WORK REQUIRED: Format every line of the data below as a Markdown table with two columns, No. and Line. Number the rows and skip blank lines.

[Boundary labeling items]
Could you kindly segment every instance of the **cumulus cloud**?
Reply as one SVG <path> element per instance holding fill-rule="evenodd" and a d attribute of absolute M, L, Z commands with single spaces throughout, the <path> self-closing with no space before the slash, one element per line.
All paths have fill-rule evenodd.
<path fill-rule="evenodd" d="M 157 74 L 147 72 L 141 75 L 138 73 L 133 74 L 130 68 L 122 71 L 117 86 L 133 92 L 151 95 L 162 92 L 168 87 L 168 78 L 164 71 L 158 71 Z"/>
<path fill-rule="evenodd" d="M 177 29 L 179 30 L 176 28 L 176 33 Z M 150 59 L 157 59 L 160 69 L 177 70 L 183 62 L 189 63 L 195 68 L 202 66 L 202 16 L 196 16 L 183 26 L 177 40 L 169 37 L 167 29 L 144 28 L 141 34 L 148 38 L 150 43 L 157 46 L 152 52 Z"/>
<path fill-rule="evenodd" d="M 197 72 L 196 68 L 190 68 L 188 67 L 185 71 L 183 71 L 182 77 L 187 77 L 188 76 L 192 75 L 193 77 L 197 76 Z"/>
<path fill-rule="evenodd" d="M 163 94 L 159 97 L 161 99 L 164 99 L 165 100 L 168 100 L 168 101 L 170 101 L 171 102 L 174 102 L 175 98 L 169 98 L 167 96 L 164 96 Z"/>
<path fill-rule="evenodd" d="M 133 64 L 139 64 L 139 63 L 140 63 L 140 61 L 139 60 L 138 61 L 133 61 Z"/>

RESULT:
| No. | Line |
|---|---|
| 1 | Could you kindly segment every instance of the **cumulus cloud**? |
| 2 | Reply as one SVG <path> element per instance holding fill-rule="evenodd" and a d attribute of absolute M, L, Z commands with single spaces throughout, the <path> self-closing with no space before the slash, one element per line. |
| 3 | All paths have fill-rule evenodd. |
| 4 | <path fill-rule="evenodd" d="M 157 74 L 147 72 L 141 75 L 138 73 L 133 74 L 130 68 L 122 71 L 117 86 L 133 92 L 151 95 L 162 92 L 168 87 L 168 78 L 164 71 L 158 71 Z"/> |
| 5 | <path fill-rule="evenodd" d="M 177 29 L 179 30 L 176 28 L 176 33 Z M 150 59 L 157 59 L 160 69 L 177 70 L 183 62 L 189 63 L 195 68 L 202 66 L 202 16 L 196 16 L 183 26 L 177 40 L 169 37 L 167 29 L 144 28 L 141 34 L 148 38 L 150 43 L 157 46 L 152 52 Z"/> |
| 6 | <path fill-rule="evenodd" d="M 197 72 L 196 68 L 190 68 L 188 67 L 185 71 L 183 71 L 182 77 L 187 77 L 188 76 L 192 75 L 193 77 L 197 76 Z"/> |
| 7 | <path fill-rule="evenodd" d="M 163 94 L 159 97 L 161 99 L 164 99 L 165 100 L 168 100 L 168 101 L 170 101 L 171 102 L 174 102 L 175 98 L 169 98 L 167 96 L 164 96 Z"/> |
| 8 | <path fill-rule="evenodd" d="M 133 64 L 139 64 L 139 63 L 140 63 L 140 61 L 139 60 L 138 61 L 133 61 Z"/> |